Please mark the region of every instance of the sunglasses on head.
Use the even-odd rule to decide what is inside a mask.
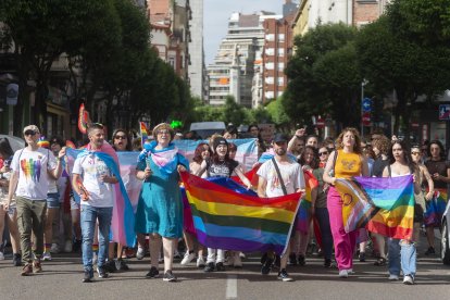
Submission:
[[[37,132],[32,130],[32,129],[25,130],[25,133],[24,133],[25,136],[35,136],[36,134],[37,134]]]

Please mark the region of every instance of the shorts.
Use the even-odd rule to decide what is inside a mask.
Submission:
[[[75,198],[71,196],[71,211],[79,210],[79,204],[75,201]]]
[[[60,193],[59,192],[49,192],[47,193],[47,209],[59,209],[60,203]]]

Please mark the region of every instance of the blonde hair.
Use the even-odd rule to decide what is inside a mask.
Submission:
[[[362,148],[361,148],[360,133],[354,127],[347,127],[340,133],[340,135],[336,139],[336,149],[341,150],[343,148],[343,146],[342,146],[343,135],[349,133],[349,132],[352,133],[353,136],[354,136],[353,152],[357,153],[357,154],[362,154],[363,152],[362,152]]]

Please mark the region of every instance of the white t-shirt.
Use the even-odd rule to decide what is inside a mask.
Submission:
[[[57,160],[51,151],[38,148],[36,151],[24,148],[15,151],[11,168],[18,172],[15,195],[30,200],[46,200],[49,191],[47,170],[54,170]]]
[[[114,205],[112,184],[100,182],[101,175],[111,176],[107,164],[95,154],[77,158],[72,171],[83,177],[83,185],[89,192],[89,200],[83,201],[82,205],[95,208],[112,208]]]
[[[288,195],[296,192],[298,189],[304,189],[303,172],[299,163],[290,162],[289,164],[280,164],[277,162],[277,164]],[[267,180],[265,188],[267,197],[284,196],[282,184],[272,160],[263,163],[257,174]]]

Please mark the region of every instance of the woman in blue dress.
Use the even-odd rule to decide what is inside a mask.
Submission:
[[[159,276],[158,257],[161,239],[164,252],[165,282],[175,282],[172,274],[174,250],[183,237],[183,202],[178,186],[178,172],[186,171],[189,162],[172,143],[175,136],[168,124],[154,127],[155,141],[145,145],[139,155],[137,178],[143,180],[136,212],[135,229],[150,235],[151,268],[146,277]]]

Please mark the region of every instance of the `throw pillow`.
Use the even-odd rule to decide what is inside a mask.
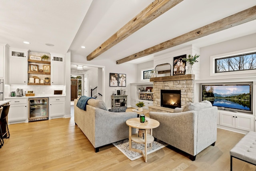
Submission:
[[[103,110],[107,110],[108,107],[104,101],[101,100],[95,99],[90,99],[88,100],[87,103],[94,107],[99,108]]]
[[[192,110],[199,110],[201,109],[212,106],[212,105],[210,101],[207,100],[204,100],[198,103],[190,102],[186,105],[183,108],[182,111],[190,111]]]
[[[124,112],[127,108],[127,106],[122,106],[119,107],[116,107],[109,109],[108,111],[112,112]]]

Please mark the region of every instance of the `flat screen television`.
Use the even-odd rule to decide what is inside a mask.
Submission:
[[[252,85],[202,85],[202,100],[210,101],[219,109],[252,113]]]

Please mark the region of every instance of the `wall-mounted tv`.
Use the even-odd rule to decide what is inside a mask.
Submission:
[[[252,87],[250,84],[202,85],[202,100],[219,109],[252,113]]]

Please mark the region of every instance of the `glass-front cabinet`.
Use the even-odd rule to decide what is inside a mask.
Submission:
[[[28,121],[48,119],[48,97],[28,99]]]

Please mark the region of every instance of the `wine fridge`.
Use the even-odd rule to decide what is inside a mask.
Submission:
[[[48,119],[48,97],[28,98],[28,121]]]

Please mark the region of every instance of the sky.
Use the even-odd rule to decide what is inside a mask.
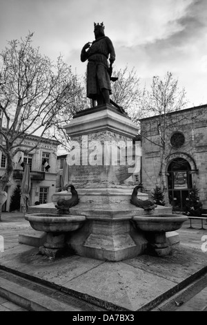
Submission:
[[[81,75],[81,48],[95,39],[94,22],[103,21],[116,68],[135,68],[147,86],[172,73],[188,108],[207,104],[206,17],[206,0],[1,0],[0,51],[34,32],[43,55],[61,54]]]

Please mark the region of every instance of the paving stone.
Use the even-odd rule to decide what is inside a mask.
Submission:
[[[3,304],[1,304],[1,306],[12,311],[17,310],[17,309],[19,309],[19,308],[21,308],[19,306],[17,305],[16,304],[14,304],[12,301],[3,302]]]

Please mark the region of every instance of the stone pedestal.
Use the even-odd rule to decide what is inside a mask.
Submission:
[[[106,104],[78,113],[65,129],[72,148],[68,158],[70,182],[79,197],[79,203],[70,212],[87,219],[81,229],[70,234],[68,245],[79,255],[114,261],[143,253],[147,241],[131,219],[146,212],[130,203],[135,186],[132,175],[139,171],[141,159],[139,143],[136,158],[132,151],[137,126]],[[139,196],[147,198],[144,194]],[[60,197],[68,194],[55,194],[53,202]],[[160,209],[161,213],[169,210]],[[159,209],[155,213],[160,213]]]

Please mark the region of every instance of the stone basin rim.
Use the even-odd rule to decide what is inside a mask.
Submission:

**Written exercise**
Pull out all of the lines above word for word, leaving out the pictures.

**Finished answer**
Please mark the region of every instance of the sunglasses on head.
Use the even-odd rule to decide what is inside a mask.
Submission:
[[[37,132],[32,130],[32,129],[25,130],[25,133],[24,133],[25,136],[35,136],[36,134],[37,134]]]

Please mark the region of every instance of the shorts.
Use the even-odd rule to decide what is inside a mask.
Submission:
[[[75,198],[71,196],[71,211],[79,210],[79,204],[75,201]]]
[[[60,193],[59,192],[49,192],[47,193],[47,209],[59,209],[60,203]]]

Please mark the region of every instance of the blonde hair.
Use the even-odd rule to decide what is inside a mask.
Submission:
[[[362,148],[361,148],[360,133],[354,127],[347,127],[340,133],[340,135],[336,139],[336,149],[341,150],[343,148],[343,146],[342,146],[343,135],[349,133],[349,132],[352,133],[353,136],[354,136],[353,152],[357,153],[357,154],[362,154],[363,152],[362,152]]]

Please mark the region of every instance of the white t-shirt.
Use the even-odd rule to decide what is inside a mask.
Submission:
[[[57,160],[51,151],[38,148],[36,151],[24,148],[15,151],[11,168],[18,172],[15,195],[30,200],[46,200],[49,191],[47,170],[54,170]]]
[[[114,205],[112,184],[100,182],[101,175],[111,176],[107,164],[95,154],[77,158],[72,171],[83,177],[83,185],[89,192],[89,200],[83,201],[82,205],[95,208],[112,208]]]
[[[288,195],[296,192],[298,189],[304,189],[303,172],[299,163],[290,162],[289,164],[280,164],[277,162],[277,164]],[[267,180],[265,188],[267,197],[284,196],[282,184],[272,160],[263,163],[257,174]]]

Please mark the region of every instance of the woman in blue dress.
Use the even-odd rule to decide what is inside a mask.
Submission:
[[[159,276],[158,257],[161,239],[164,252],[165,282],[175,282],[172,274],[174,250],[183,237],[183,202],[178,186],[178,172],[186,171],[189,162],[172,143],[175,136],[168,124],[154,127],[155,141],[145,145],[139,155],[137,178],[143,180],[136,212],[135,229],[150,235],[151,268],[146,277]]]

Please mark the region of every instance of the `throw pillow`.
Use the even-odd rule to decide what is inside a mask.
Submission:
[[[103,110],[107,110],[108,107],[104,101],[101,100],[95,99],[90,99],[88,100],[87,103],[94,107],[99,108]]]
[[[192,110],[199,110],[201,109],[212,106],[212,105],[210,101],[207,100],[204,100],[198,103],[190,102],[186,105],[183,108],[182,111],[190,111]]]
[[[124,112],[127,108],[127,106],[122,106],[119,107],[116,107],[109,109],[108,111],[112,112]]]

Please mark the region of every instance of the `flat screen television`.
Use the even-odd rule to decide what is inside a mask.
Submission:
[[[252,85],[202,85],[202,100],[210,101],[219,109],[252,113]]]

Please mark the region of every instance of the `wall-mounted tv`.
Use the even-odd rule to decide what is inside a mask.
Submission:
[[[252,87],[250,84],[202,85],[202,100],[219,109],[252,113]]]

Please mark the region of every instance of the `glass-front cabinet`.
Use the even-odd rule to decide what is inside a mask.
Submission:
[[[28,121],[48,119],[48,97],[28,99]]]

Please mark the region of every instance of the `wine fridge`.
Use the even-odd rule to decide what is inside a mask.
Submission:
[[[48,119],[48,97],[28,98],[28,121]]]

Please mark the region of every instance of the sky.
Use the even-odd rule to decide what is inside a mask.
Submission:
[[[81,75],[81,48],[95,39],[94,22],[103,21],[116,68],[135,68],[147,86],[172,73],[188,108],[207,104],[206,17],[206,0],[1,0],[0,51],[34,32],[43,55],[61,54]]]

Please mark the region of every instance of the paving stone.
Use the even-odd rule to decide what is inside a mask.
Submission:
[[[3,304],[1,304],[1,306],[12,311],[17,310],[17,309],[19,309],[19,308],[21,308],[19,306],[17,305],[16,304],[14,304],[12,301],[3,302]]]

Please mark the region of every instance of the stone pedestal.
Use the even-odd rule to decide what is inside a mask.
Submission:
[[[106,104],[78,113],[65,129],[72,148],[68,158],[70,182],[79,197],[79,203],[70,212],[87,219],[81,229],[70,234],[68,245],[79,255],[114,261],[143,253],[147,241],[131,219],[146,212],[130,203],[135,186],[132,175],[139,171],[141,159],[139,143],[136,158],[132,151],[137,126]],[[139,196],[147,198],[144,194]],[[60,197],[68,194],[55,194],[53,202]],[[160,209],[161,213],[169,210]],[[159,209],[155,213],[160,213]]]

Please mark the region of every instance of the stone basin rim.
Use the even-odd rule to decide what is inside a mask.
Submission:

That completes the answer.